__GIVEN PROBLEM__: In the material below, repeat only the lines from the one that holds "Reviewer note: confirm that every instance of the mouth" through the final line, exactly as they stand.

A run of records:
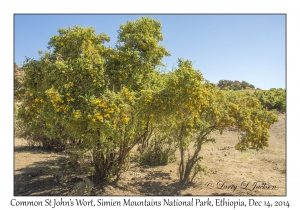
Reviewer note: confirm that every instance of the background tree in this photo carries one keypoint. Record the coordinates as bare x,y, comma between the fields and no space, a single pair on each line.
109,100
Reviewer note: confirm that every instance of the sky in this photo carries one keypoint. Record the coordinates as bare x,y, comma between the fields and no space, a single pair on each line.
249,48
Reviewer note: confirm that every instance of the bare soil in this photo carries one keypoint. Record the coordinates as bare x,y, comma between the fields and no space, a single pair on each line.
228,172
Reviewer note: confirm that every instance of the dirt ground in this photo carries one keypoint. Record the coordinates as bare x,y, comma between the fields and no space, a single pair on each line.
228,172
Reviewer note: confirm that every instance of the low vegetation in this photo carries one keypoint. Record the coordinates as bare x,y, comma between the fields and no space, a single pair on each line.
87,98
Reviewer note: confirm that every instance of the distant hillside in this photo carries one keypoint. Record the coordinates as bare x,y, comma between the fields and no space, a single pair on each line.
234,85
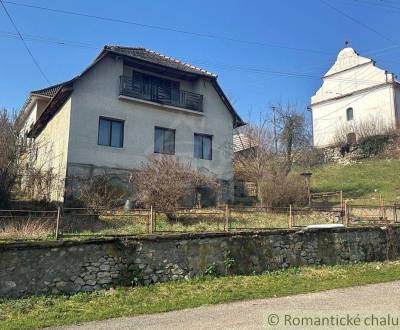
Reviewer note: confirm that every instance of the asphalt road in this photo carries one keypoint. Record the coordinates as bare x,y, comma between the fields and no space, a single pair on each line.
377,306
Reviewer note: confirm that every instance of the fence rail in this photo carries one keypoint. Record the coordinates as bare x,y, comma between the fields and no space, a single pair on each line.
84,222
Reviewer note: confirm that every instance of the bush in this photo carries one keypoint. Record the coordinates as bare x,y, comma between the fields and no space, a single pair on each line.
99,192
165,183
373,145
282,190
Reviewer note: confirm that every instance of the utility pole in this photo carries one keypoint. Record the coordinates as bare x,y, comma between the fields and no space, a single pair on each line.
275,137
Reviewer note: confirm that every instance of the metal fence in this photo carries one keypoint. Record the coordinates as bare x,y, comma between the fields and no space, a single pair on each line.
83,222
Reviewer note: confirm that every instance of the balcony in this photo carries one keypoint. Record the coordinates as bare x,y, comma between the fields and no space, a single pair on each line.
158,94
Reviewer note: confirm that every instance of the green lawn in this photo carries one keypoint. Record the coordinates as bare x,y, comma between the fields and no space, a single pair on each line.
363,180
37,312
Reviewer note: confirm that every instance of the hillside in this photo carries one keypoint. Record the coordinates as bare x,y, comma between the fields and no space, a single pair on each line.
363,180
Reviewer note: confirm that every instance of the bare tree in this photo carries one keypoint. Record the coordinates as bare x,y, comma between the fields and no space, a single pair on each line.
165,182
268,166
294,134
12,149
252,163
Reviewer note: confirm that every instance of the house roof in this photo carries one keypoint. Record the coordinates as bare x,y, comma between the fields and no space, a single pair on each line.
243,142
157,58
137,53
49,91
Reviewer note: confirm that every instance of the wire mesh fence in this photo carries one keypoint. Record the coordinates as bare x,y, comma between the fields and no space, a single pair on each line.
103,222
83,222
27,224
370,214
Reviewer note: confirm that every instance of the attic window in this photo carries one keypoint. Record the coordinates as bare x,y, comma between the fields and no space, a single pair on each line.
351,138
349,114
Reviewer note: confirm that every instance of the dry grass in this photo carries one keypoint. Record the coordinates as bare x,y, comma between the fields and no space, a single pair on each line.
26,228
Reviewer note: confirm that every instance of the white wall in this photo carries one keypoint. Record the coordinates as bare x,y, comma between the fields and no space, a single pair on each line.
330,118
96,94
52,144
353,81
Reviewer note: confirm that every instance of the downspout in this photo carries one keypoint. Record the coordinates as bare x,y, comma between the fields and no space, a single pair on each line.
312,124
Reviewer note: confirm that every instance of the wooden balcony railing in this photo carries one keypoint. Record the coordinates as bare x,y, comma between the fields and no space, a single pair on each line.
158,94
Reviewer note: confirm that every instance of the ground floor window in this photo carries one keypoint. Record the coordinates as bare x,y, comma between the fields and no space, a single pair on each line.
111,132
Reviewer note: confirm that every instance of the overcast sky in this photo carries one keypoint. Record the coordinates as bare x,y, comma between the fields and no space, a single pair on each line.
264,52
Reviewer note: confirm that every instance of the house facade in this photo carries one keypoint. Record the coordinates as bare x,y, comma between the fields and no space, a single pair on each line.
129,104
355,95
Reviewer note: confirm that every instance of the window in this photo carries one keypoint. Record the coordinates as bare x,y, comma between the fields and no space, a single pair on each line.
164,141
202,146
349,114
111,132
351,138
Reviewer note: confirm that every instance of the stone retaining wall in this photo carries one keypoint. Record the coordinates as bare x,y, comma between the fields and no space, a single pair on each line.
73,266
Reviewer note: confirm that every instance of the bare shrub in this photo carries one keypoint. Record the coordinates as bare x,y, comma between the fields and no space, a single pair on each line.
268,159
363,129
26,228
165,182
281,189
98,192
11,149
294,134
41,184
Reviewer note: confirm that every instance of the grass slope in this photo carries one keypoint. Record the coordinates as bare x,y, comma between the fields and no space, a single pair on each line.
38,312
363,180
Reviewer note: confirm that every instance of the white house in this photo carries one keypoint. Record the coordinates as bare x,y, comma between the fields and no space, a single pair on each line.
131,103
354,93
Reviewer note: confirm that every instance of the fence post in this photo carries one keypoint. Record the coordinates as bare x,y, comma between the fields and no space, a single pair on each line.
58,221
341,200
226,225
151,220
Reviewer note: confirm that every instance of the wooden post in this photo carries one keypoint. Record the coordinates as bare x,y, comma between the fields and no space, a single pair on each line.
381,206
58,221
226,225
341,201
151,220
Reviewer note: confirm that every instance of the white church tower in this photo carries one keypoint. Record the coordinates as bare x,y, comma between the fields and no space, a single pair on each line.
354,94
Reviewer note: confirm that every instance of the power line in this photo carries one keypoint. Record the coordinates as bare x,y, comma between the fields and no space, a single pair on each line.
359,22
24,43
49,40
235,67
165,28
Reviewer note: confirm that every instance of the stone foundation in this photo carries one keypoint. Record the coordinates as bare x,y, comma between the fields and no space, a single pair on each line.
73,266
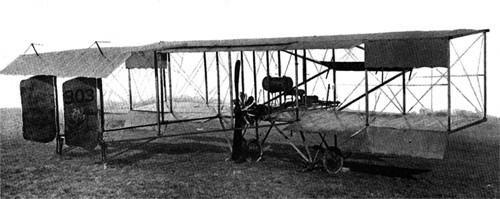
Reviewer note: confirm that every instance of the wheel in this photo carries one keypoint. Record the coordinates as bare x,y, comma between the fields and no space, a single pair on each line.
253,151
333,160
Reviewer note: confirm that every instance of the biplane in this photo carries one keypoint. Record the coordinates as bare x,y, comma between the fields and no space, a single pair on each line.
394,93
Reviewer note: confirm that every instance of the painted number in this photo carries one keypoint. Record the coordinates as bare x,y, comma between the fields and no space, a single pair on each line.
78,96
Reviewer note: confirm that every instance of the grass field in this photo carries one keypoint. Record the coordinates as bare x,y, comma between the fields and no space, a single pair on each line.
195,166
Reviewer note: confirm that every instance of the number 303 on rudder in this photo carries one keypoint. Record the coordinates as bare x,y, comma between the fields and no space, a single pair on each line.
78,96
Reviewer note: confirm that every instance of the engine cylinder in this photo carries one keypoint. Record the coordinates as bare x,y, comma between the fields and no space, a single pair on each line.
277,84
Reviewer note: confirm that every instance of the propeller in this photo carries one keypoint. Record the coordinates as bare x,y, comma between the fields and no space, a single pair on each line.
239,121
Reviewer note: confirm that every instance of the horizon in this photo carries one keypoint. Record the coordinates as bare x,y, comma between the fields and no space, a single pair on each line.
60,25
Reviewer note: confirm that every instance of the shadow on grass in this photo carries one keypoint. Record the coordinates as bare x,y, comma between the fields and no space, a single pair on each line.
383,170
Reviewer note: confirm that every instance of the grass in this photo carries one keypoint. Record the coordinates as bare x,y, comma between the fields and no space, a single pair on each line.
195,167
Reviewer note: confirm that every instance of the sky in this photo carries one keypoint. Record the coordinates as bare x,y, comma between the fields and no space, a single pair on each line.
67,24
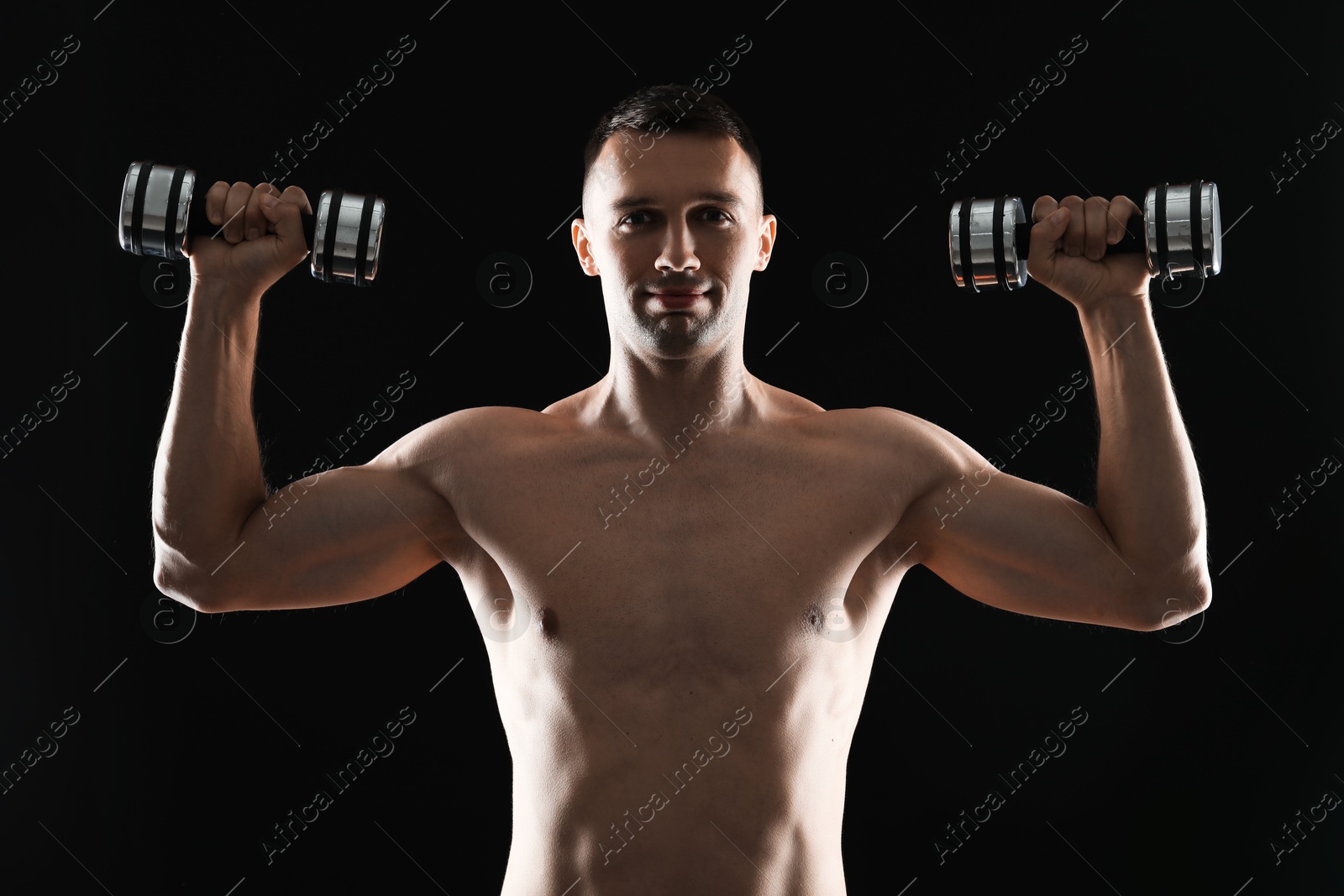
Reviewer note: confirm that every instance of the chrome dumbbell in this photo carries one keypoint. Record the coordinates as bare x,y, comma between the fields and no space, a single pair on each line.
1179,233
160,214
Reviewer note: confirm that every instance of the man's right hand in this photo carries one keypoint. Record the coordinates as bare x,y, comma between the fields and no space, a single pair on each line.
262,237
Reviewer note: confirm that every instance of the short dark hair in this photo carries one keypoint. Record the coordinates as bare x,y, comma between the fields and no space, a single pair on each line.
667,109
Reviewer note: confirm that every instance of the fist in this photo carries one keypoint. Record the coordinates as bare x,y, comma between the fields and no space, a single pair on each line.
1068,249
257,237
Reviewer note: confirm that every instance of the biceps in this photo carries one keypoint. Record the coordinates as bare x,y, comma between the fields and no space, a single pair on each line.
1027,548
340,537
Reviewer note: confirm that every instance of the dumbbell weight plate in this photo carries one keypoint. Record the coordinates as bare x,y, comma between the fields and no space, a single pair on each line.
984,233
347,237
155,206
1183,228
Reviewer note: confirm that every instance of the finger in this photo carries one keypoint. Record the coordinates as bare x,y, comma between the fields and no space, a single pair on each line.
1077,230
1043,208
1095,214
255,222
299,197
215,203
1046,235
1117,222
286,223
234,206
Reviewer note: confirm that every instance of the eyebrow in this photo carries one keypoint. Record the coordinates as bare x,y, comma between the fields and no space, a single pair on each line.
627,203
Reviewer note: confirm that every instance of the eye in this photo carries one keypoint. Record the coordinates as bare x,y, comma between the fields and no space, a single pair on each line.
633,219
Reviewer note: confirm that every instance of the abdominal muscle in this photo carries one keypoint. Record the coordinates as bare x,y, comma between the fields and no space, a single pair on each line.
706,786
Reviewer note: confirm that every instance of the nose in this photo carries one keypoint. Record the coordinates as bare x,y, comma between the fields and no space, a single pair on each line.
678,249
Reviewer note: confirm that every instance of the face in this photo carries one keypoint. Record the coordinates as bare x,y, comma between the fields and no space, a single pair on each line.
674,231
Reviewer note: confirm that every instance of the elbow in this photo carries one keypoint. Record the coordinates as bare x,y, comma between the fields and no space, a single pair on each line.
1175,600
187,589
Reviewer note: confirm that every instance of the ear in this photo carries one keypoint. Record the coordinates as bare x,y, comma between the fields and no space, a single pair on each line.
584,248
766,244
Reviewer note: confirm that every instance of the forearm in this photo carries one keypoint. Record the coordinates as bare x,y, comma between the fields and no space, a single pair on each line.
207,472
1148,490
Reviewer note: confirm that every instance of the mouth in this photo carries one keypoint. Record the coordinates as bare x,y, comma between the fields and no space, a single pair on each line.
676,298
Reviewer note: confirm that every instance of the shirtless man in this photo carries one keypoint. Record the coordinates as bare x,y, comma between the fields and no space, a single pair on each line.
690,567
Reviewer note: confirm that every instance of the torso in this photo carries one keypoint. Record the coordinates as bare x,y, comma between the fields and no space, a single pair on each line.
679,674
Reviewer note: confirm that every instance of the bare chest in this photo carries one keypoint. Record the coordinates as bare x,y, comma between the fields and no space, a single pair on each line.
729,551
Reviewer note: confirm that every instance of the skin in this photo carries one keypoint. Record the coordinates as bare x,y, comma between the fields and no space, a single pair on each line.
680,651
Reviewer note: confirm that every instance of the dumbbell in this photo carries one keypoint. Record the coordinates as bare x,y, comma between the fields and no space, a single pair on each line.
1180,231
160,217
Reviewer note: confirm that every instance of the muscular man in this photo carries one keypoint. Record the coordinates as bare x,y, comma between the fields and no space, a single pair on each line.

__FINISHED ANSWER__:
Reviewer note: confirm that every instance of the mouth in this photo carries one keypoint. Record the coordinates as bare x,y, comma between the fields and no space, a single pair on each line.
676,298
Reviewer note: confirm that every instance of the shirtless man in this photo carries one keypoint. Record the coordinates as bare x,y, comma between the fields and no space, a single pair on each line.
690,567
Reviewer note: confirm that every instance of the torso in this photo carries one keypoint. Record the coordinates as bare x,y, comma between the fields and no space, a single pair on each line.
679,674
Reviewer note: confirm that every instance of the bare chest in this photo carries one keypoint. Record the coordinates as bare x,y, comma between the fields and no space, a single pair on each line.
729,551
Reviewer note: confirm that every instance of the skin in this photo carries one keypoint. Record the coordinates as bare x,y, comma between the fields and no space, a single pair on each line.
680,651
Reviewer note: confirm that every instance of the dumbbell in this photo carries one keypoint. Record the coordinates as bare x,y, comma between the fields and no space, a single pair on each line.
1180,231
160,217
Reviewer note: confirm that every instance of the muscular man in this photo carries one keypoint. Record the coordinates as bare x,y, comma between the fields and no space, a single pair on each line.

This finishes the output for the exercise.